Exercise: Copy the entries below word for word, starting at the line with "of the brick" and continuing through the final line of the entries.

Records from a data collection
--- Begin ---
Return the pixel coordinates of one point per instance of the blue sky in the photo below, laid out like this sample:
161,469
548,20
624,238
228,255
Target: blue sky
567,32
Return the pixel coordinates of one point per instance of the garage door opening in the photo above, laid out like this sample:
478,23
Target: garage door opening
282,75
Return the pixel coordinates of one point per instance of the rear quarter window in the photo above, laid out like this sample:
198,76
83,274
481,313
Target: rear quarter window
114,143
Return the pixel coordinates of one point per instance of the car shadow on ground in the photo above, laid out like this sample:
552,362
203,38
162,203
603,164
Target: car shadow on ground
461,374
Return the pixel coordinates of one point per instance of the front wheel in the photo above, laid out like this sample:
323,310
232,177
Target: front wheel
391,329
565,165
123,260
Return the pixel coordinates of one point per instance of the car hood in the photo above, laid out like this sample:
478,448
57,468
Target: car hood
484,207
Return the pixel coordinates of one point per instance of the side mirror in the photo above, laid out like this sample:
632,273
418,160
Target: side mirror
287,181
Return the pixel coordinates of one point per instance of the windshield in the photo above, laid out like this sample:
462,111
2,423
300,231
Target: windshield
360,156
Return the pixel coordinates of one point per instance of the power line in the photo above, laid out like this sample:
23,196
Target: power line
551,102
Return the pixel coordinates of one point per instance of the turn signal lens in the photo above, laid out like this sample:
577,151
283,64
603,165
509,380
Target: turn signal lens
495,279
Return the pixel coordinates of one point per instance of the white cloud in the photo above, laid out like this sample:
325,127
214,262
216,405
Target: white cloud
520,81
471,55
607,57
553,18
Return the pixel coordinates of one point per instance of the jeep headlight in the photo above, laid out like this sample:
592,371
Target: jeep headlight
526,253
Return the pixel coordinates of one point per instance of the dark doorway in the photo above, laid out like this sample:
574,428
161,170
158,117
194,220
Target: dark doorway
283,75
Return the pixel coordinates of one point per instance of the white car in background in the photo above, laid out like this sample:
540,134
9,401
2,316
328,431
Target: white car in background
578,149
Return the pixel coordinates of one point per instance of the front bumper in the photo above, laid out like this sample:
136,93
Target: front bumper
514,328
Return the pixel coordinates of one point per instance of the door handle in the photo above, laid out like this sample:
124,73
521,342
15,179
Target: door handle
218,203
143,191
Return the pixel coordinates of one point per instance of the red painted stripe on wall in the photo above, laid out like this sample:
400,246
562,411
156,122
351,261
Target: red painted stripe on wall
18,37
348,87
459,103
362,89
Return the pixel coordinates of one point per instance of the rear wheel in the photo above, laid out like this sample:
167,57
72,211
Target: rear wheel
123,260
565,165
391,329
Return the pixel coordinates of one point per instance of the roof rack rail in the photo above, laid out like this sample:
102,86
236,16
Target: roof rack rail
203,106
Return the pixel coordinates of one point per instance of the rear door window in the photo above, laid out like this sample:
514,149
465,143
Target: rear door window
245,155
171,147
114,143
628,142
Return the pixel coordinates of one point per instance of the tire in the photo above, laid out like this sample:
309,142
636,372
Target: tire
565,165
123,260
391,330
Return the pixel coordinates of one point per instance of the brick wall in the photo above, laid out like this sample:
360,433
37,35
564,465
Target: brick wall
--- End ---
Answer for the task:
Return the pixel coordinates of one point per instance of the brick wall in the photo above, laid out like this sample:
360,433
37,35
564,465
Target: brick wall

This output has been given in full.